Book Review – Marshall Hall: A Law Unto Himself by Sally Smith

2 July 2016 by

Marshall-Hall-biog

Owain Thomas QC reviews this new book by 1 Crown Office Row’s own Sally Smith QC.

Sally Smith’s wonderful new biography of the great Edwardian advocate Edward Marshall Hall is the first reappraisal of his life and career since the celebrated biography by Marjoribanks, published only two years after his death. Since then the worlds of law, journalism, celebrity, and crime have become intertwined in so many complex ways, but Smith charts in this book the quite remarkable public life of the era’s most sought after barrister. He attained celebrity beyond the dreams of even the most fervent publicity hungry barrister. His cases were regularly front page news. Because of the deliciously lurid subject matter some might have got there anyway, but his name added a lustre and whetted the public appetite for the scandal to come with the promise of a coup de théâtre. Thousands waited for the verdicts outside the Old Bailey.

However, there was more to Marshall Hall than the thirst for publicity. He undoubtedly courted the press and revelled in its attentions; why else compile a set of press clippings running to many volumes? But underneath the ersatz glamour of upper class infidelity, debauchery and murder, Marshall began to engage with the deeper problems to which the law seeks imperfectly to find answers. His cases spanned the emergence of forensic science and the dubious credibility lent to pet theories by dodgy experiments and the testimony of experts. He brought an iconoclastic approach to the cross examination of many of the most eminent scientific experts of the day. His complete absorption in capital murder cases was surely something to do with the problematic nature of capital punishment. The certainty of the sentence contrasted with the messiness of ordinary life and early experiences in his life which led him to the conclusion that even the most open and shut case might have hidden uncertainties. He struggled too with how the law treated mental illness. In the days before the sophisticated diagnostic systems we have today he battled valiantly for reform of how the criminal law treated the “insane”. So many of the issues which preoccupy legal debate nowadays (apart from perhaps, Brexit) find their reflection, at least to some extent, in the cases he fought and (mostly) won. Among them the right to privacy and how to balance it against the public’s right to know. These themes are woven finely through Sally Smith’s page-turning accounts of his most famous cases.

Spatial localization data:
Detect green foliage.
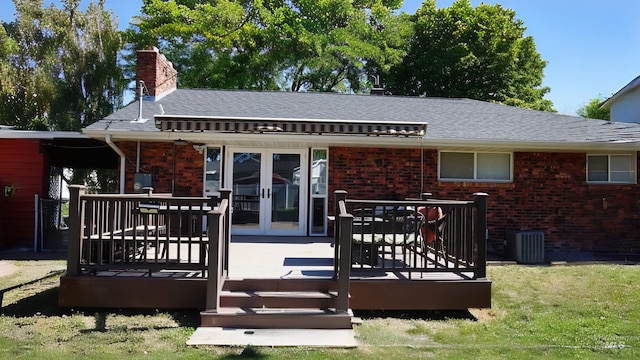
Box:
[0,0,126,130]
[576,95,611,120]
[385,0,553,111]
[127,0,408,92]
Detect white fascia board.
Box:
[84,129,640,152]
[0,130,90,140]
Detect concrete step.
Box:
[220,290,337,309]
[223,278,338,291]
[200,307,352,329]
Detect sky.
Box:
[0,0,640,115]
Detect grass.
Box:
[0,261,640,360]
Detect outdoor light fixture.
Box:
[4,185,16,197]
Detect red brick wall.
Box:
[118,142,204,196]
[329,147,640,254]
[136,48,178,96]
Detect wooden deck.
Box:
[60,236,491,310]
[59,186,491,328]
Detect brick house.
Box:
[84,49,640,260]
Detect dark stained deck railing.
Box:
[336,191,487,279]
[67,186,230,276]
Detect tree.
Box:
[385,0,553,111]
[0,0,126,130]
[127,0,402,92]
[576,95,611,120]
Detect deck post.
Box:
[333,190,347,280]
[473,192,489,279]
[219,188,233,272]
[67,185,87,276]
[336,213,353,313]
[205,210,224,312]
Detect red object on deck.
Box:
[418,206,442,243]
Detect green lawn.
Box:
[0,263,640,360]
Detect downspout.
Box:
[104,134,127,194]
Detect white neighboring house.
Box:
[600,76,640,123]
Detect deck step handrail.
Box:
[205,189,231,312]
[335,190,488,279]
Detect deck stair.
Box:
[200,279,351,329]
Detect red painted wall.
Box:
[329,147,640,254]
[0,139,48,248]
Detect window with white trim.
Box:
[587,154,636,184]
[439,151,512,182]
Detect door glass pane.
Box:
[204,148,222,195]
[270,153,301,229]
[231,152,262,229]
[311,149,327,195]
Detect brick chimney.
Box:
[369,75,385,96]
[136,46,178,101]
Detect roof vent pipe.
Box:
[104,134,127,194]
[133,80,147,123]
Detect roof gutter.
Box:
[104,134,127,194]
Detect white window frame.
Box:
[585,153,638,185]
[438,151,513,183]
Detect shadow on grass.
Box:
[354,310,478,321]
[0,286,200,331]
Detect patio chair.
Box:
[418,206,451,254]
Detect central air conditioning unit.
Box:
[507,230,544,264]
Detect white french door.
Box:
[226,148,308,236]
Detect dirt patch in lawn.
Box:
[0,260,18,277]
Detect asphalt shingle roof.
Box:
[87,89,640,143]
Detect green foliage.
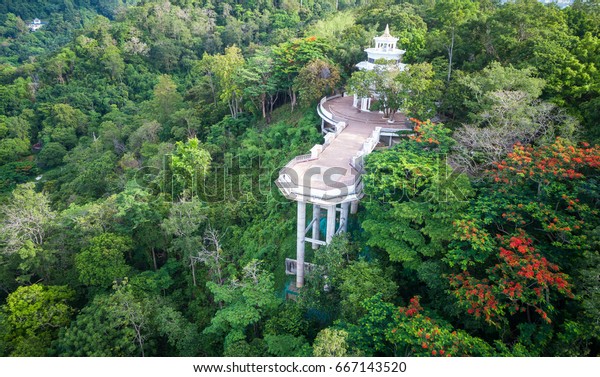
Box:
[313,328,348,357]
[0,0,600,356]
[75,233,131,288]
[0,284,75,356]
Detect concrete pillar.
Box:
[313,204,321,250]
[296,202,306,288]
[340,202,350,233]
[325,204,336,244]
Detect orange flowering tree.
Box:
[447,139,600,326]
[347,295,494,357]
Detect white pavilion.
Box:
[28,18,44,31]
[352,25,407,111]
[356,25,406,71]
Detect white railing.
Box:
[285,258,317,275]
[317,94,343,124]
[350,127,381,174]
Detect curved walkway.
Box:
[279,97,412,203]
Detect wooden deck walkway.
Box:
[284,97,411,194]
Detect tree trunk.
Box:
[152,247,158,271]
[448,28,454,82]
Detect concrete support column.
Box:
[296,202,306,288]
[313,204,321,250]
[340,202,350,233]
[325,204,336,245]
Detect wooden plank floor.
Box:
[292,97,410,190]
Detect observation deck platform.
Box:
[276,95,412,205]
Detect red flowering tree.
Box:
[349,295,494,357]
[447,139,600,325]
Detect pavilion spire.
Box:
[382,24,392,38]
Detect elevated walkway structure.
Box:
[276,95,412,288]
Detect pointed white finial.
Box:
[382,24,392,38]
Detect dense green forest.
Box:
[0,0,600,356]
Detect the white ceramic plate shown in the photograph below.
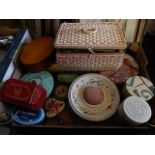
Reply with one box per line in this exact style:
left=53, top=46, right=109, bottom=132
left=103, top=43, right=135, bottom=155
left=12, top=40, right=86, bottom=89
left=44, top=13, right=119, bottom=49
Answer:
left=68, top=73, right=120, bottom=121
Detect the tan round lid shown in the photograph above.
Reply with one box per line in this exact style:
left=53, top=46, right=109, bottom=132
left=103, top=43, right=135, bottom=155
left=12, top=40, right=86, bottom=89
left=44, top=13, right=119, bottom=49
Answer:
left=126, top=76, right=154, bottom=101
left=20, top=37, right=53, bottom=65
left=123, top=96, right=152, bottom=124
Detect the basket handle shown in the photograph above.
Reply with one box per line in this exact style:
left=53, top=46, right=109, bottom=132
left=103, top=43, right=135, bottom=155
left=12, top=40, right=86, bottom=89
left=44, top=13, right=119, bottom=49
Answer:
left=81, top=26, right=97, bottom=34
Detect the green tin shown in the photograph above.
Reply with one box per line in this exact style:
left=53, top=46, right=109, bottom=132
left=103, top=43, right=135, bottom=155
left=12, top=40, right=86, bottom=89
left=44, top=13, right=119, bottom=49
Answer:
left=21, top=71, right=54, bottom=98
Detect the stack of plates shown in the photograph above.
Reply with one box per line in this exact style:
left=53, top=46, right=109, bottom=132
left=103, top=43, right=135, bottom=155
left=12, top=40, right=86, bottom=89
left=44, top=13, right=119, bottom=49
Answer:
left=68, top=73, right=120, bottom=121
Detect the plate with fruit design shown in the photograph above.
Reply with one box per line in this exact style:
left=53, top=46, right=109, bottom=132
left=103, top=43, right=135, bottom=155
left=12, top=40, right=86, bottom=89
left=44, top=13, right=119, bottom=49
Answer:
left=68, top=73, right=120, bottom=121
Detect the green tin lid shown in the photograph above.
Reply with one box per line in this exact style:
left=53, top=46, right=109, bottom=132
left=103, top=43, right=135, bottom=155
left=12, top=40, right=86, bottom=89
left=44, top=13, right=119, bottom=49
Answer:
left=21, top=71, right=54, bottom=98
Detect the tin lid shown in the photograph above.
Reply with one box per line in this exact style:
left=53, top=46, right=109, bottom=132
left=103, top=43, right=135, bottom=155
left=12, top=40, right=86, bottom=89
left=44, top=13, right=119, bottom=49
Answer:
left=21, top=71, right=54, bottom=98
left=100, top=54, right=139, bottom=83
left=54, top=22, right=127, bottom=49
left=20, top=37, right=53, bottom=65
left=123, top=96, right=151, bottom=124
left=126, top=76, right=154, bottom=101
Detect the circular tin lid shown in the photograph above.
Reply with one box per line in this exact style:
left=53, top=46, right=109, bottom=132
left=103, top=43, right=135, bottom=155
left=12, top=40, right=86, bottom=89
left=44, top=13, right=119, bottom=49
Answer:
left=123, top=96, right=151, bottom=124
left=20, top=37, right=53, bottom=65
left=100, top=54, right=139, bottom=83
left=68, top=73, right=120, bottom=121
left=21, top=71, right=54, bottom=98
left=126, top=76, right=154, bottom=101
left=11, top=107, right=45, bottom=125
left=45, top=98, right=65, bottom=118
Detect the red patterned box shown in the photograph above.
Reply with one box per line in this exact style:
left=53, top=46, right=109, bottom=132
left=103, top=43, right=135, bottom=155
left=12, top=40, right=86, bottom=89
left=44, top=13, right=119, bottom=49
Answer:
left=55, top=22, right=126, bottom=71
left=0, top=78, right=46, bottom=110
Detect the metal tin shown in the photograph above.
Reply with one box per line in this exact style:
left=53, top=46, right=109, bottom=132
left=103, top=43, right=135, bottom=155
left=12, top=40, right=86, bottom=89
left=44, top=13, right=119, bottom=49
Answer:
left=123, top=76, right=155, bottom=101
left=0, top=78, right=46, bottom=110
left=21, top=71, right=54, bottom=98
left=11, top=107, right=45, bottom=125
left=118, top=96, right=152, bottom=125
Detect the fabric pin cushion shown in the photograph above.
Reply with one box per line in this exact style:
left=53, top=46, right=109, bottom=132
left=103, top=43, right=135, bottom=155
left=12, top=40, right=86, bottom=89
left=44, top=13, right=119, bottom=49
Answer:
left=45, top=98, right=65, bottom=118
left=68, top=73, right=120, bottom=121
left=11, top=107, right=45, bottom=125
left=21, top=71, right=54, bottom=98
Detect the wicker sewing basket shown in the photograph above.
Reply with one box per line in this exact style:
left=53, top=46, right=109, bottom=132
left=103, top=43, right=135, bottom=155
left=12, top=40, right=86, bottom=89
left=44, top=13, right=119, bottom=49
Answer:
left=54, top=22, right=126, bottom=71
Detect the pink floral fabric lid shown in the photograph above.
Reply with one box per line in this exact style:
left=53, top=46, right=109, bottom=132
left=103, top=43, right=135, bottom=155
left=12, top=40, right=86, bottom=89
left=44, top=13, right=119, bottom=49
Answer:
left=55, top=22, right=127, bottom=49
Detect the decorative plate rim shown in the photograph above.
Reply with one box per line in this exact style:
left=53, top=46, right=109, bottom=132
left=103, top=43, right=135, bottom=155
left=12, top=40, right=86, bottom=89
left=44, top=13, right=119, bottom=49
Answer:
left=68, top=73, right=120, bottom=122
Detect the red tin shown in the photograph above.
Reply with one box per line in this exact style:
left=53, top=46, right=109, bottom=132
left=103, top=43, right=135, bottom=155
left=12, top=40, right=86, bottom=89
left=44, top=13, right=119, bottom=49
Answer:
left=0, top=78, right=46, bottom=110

---

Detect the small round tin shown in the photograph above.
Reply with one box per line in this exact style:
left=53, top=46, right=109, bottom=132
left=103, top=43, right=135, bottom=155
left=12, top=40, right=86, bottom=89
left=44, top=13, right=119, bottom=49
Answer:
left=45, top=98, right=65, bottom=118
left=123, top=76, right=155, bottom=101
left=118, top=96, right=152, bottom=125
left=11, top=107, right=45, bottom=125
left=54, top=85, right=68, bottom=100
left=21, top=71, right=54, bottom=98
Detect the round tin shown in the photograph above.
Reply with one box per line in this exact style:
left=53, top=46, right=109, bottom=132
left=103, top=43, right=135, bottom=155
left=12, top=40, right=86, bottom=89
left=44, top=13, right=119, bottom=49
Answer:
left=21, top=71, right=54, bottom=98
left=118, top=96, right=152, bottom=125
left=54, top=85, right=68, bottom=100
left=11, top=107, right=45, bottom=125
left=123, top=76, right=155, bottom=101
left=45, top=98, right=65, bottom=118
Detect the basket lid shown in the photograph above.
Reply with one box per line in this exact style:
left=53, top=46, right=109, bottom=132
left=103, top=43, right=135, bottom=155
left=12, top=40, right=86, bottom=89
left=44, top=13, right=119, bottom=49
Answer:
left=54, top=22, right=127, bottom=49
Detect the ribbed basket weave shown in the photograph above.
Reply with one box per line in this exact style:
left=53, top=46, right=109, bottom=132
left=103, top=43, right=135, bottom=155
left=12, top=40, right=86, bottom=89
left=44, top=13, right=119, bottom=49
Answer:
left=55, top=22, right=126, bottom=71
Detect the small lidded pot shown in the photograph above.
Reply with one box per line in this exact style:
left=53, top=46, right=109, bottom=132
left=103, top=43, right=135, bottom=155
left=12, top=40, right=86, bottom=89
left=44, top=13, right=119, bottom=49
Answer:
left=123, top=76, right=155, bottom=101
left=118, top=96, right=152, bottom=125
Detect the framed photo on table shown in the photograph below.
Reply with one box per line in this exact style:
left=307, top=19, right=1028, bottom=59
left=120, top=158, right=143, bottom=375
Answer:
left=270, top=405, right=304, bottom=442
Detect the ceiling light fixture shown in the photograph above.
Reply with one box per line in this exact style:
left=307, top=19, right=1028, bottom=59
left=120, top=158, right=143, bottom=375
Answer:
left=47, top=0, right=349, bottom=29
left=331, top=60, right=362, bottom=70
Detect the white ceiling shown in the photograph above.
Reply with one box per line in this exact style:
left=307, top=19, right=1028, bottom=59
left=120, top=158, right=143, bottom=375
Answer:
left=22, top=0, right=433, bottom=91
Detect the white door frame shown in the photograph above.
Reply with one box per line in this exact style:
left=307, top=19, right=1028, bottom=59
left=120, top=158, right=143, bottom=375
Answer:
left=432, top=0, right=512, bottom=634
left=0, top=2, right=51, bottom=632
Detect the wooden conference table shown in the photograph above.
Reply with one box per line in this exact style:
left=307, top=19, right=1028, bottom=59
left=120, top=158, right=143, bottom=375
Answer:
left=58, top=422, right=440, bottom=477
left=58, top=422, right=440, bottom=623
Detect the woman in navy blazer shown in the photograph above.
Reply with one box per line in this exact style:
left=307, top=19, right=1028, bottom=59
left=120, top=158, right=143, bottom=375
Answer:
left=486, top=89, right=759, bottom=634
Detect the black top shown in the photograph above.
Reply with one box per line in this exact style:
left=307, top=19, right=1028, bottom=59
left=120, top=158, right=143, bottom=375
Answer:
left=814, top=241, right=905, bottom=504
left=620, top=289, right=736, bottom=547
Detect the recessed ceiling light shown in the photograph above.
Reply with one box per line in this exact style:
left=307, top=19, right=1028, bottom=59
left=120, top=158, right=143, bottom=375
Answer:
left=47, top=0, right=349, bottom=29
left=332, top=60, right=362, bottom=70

---

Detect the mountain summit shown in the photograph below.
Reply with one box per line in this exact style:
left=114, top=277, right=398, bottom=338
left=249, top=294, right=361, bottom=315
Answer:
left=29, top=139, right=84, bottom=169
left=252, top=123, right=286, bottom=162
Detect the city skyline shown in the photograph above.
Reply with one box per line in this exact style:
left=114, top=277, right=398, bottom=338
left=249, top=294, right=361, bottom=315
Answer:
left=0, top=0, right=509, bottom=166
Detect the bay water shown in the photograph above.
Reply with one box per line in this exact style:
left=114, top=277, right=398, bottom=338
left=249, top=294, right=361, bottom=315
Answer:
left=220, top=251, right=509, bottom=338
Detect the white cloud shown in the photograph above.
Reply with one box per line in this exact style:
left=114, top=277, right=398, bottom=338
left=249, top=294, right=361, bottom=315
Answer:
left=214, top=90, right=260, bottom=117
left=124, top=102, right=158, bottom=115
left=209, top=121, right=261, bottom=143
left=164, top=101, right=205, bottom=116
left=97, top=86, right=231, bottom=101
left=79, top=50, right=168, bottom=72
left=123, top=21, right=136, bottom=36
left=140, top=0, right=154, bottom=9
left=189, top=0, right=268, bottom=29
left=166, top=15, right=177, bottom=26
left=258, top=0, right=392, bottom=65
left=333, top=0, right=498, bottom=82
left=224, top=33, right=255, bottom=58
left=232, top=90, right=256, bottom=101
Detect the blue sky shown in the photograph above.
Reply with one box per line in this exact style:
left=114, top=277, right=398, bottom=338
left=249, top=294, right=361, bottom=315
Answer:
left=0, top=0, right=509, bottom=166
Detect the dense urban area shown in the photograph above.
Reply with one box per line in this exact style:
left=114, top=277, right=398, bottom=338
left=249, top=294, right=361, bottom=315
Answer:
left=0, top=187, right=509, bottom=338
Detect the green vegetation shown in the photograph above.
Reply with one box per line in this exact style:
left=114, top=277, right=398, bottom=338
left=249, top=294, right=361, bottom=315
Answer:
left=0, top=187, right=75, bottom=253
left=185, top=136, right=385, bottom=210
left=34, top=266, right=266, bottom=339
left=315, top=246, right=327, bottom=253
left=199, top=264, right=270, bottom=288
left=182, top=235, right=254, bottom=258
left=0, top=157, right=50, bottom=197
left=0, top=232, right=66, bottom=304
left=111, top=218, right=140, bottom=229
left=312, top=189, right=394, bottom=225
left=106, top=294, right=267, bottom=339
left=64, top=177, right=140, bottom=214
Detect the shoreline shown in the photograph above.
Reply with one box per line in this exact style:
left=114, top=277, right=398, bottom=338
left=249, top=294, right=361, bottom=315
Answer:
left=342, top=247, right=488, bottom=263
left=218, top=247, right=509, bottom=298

▶ **LIST OF TASKS**:
1. Answer these questions from the Marshall Hall book review:
(a) Who wrote the earlier biography of Marshall Hall that was published two years after his death?
(b) Who reviews the new biography?
(c) What did Marshall Hall compile that ran to many volumes?
2. Write a continuation of the Marshall Hall book review, picking up after its final sentence.

▶ **ANSWERS TO THIS EXERCISE**:
1.
(a) Marjoribanks
(b) Owain Thomas QC
(c) A set of press clippings

2.
Much has been written about his perorations, his genius as a jury advocate, his brusque confrontations with unhelpful (or downright antagonistic) judges, but it is all put into context in this book: in the context of the age, of the law, of the prevailing norms of public morality and in the context of the private life of a barrister, politician and Edwardian gentleman. The result is a meticulously researched yet compelling tale of a career in the law like none before or since. It is written in a style which allows the reader to experience what it must have been like to follow these extraordinary trials spiced with the sort of melodrama which we would confidently ascribe to the realm of fiction. The Brides in the Bath, the Green Bicycle murder, the Murder at the Savoy seem like detective novels avant la lettre, but thanks at least in part to Marshall Hall they have come to typify the quintessential English murder.

The book is a complete triumph; as interesting to students of the law and advocacy as to those whose interest lies in historical biography or Edwardian history.

“Marshall Hall: A Law Unto Himself” by Sally Smith QC is published by Wildy, Simmonds & Hill and is available now.